(Задания):
1. Назовите все города и полуострова, упомянутые в отрывке об Амет-Хане Султане.
2. Воспроизведите дословно фрагмент отрывка об Амет-Хане Султане, который начинается со слов «Однажды ему попала» и заканчивается словами «Чапичев не ошибся.».

(Исходный текст):
——————————

Однажды ему попала в руки газета, в которой была напечатана корреспонденция о подвиге летчика-крымчака Амет-Хана Султана, лично сбившего более тридцати фашистских самолетов и девятнадцать в групповых боях. В газете сообщалось, что отважному летчику присвоено звание Героя Советского Союза. Сердце Чапичева наполнилось гордостью за земляка-героя. В тот же день он посвятил ему стихотворение:
Орлиное сердце тревожно стучит, Как вспомнит Амет небо Крыма. Он знает, что мать его ждет и не спит Ночами в Алупке любимой… Там славная девушка летчика ждет, И встреча их не за горами. И водит под небом Амет самолет, Сбивая и «вульфы» и «рамы».Тут же он прочитал стихи раненым.
— Я уверен, — сказал Чапичев, — Амет-Хан Султан еще не раз проявит себя. Имя его попадет в летопись нашей славной истории. И Чапичев не ошибся.
Амет-Хан одним из первых совершил воздушный таран, а в конце войны уничтожил над Берлином один из последних самолетов фашистской авиации. Советское правительство высоко оценило подвиги воздушного аса, присвоив ему дважды звание Героя Советского Союза. Долго потом еще Амет-Хан Султан не расставался с небом, передавая свой богатый боевой опыт молодому поколению летчиков-истребителей.
Но это было потом. Об этом Чапичев, разумеется, тогда не мог знать: он лишь догадывался, что его земляк совершит еще немало блистательных подвигов.

——————————

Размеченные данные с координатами
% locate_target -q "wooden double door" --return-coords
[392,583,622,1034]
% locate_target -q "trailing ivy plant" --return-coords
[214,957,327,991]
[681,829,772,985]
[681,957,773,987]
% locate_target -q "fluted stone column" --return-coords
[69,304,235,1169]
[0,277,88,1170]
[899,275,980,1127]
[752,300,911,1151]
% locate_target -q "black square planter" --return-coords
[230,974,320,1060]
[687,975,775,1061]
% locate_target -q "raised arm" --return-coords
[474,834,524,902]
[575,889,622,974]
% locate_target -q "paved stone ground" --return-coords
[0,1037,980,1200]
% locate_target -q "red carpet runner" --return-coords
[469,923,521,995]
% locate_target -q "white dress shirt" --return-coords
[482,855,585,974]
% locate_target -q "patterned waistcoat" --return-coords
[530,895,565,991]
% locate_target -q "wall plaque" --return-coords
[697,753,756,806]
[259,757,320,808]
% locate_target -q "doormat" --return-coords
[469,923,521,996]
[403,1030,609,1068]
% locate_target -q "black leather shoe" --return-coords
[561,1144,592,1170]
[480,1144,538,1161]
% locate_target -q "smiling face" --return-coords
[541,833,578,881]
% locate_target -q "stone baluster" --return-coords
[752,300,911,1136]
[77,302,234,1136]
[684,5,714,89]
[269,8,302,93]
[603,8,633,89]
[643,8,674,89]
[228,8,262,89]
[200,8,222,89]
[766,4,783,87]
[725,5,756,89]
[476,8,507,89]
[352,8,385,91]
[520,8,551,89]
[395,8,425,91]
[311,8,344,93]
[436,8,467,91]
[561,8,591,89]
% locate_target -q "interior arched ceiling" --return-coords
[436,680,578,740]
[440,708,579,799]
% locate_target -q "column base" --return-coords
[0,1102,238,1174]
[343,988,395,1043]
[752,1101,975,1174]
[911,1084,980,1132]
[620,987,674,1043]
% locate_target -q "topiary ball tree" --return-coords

——————————

(Ответы по порядку):
1. Крым, Алупка, Берлин

2.
Однажды ему попала в руки газета, в которой была напечатана корреспонденция о подвиге летчика-крымчака Амет-Хана Султана, лично сбившего более тридцати фашистских самолетов и девятнадцать в групповых боях. В газете сообщалось, что отважному летчику присвоено звание Героя Советского Союза. Сердце Чапичева наполнилось гордостью за земляка-героя. В тот же день он посвятил ему стихотворение:
Орлиное сердце тревожно стучит, Как вспомнит Амет небо Крыма. Он знает, что мать его ждет и не спит Ночами в Алупке любимой… Там славная девушка летчика ждет, И встреча их не за горами. И водит под небом Амет самолет, Сбивая и «вульфы» и «рамы».Тут же он прочитал стихи раненым.
— Я уверен, — сказал Чапичев, — Амет-Хан Султан еще не раз проявит себя. Имя его попадет в летопись нашей славной истории. И Чапичев не ошибся.